Обязательное задание a: Выведите строки записей в виде таблицы Markdown со столбцами «№» (порядковый номер строки) и «Строка», пропустив пустые строки. Включите строки, начиная со строки, содержащей «Task: locate the dark», и заканчивая последней строкой записей.

Фрагмент:
Оглавление
12#2008
Оглавление
Архитектура и строительство
Бизнес Самарской области
Города и районы Самарской области
Женское дело
Замечательные женщины Самарской области
Культура Самарской области
Летопись Самарской губернии
Национальный проект. Здоровье
Национальный проект. Образование
Поколение
Пресс-служба
Фестиваль
Экология
Экономика и финансы

Тамара Синявская: «Никогда не думала о том, сколько денег я должна получать за свое пение»

 

Тамара Синявская

В прошлом году любимица почитателей классического пения солистка Большого театра народная артистка СССР Тамара Синявская отметила свой юбилей. Немало поклонников выдающейся певицы есть и в Самаре, где она в последний раз выступала со своим мужем, великим и неповторимым Муслимом Магомаевым.

Т. Синявская и М. Магомаев - архив

Синявская была почетным гостем проходившего в июне 2007 года в Москве XIII Международного конкурса имени П.И. Чайковского. Там и было записано это интервью, в котором певица приоткрывает известные далеко не всем нюансы своей творческой биографии. 

– Тамара Ильинична, когда Вы начали петь?

Приведённые записи:
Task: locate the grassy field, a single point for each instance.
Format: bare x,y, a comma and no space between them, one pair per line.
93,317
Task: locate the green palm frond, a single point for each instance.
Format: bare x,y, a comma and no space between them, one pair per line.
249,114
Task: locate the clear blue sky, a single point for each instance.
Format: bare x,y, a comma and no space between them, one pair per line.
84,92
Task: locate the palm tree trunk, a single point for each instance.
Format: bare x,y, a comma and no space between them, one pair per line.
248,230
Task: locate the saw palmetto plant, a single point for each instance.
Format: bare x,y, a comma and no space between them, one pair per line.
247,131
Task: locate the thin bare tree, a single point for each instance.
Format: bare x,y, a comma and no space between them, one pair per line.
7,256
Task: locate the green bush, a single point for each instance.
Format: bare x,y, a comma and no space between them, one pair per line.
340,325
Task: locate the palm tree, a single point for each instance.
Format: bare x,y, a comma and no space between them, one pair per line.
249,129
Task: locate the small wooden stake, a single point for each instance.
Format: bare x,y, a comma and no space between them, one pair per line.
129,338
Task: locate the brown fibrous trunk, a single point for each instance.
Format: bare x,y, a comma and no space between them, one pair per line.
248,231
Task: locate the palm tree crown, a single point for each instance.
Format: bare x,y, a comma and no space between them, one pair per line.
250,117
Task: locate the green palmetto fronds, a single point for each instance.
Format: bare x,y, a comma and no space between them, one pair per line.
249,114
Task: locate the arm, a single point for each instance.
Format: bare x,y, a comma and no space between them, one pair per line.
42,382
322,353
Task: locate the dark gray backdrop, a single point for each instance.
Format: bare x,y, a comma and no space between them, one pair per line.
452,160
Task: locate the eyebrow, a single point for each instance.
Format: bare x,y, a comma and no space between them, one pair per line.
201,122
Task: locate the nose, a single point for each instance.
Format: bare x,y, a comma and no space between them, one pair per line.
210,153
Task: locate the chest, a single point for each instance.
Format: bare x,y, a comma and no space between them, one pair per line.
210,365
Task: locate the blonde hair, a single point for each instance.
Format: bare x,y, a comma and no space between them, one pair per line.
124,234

Обязательное задание b:
Ответьте на вопросы по фрагменту о Тамаре Синявской:
(i) Какое почетное звание носит Тамара Синявская?
(ii) С кем она в последний раз выступала в Самаре?
(iii) Где и когда было записано интервью?

Письменный ответ a:
| № | Строка |
|---|---|
| 1 | Task: locate the dark gray backdrop, a single point for each instance. |
| 2 | Format: bare x,y, a comma and no space between them, one pair per line. |
| 3 | 452,160 |
| 4 | Task: locate the eyebrow, a single point for each instance. |
| 5 | Format: bare x,y, a comma and no space between them, one pair per line. |
| 6 | 201,122 |
| 7 | Task: locate the nose, a single point for each instance. |
| 8 | Format: bare x,y, a comma and no space between them, one pair per line. |
| 9 | 210,153 |
| 10 | Task: locate the chest, a single point for each instance. |
| 11 | Format: bare x,y, a comma and no space between them, one pair per line. |
| 12 | 210,365 |
| 13 | Task: locate the blonde hair, a single point for each instance. |
| 14 | Format: bare x,y, a comma and no space between them, one pair per line. |
| 15 | 124,234 |

Письменный ответ b:
(i) Народная артистка СССР.
(ii) Со своим мужем Муслимом Магомаевым.
(iii) В Москве, в июне 2007 года, на XIII Международном конкурсе имени П.И. Чайковского.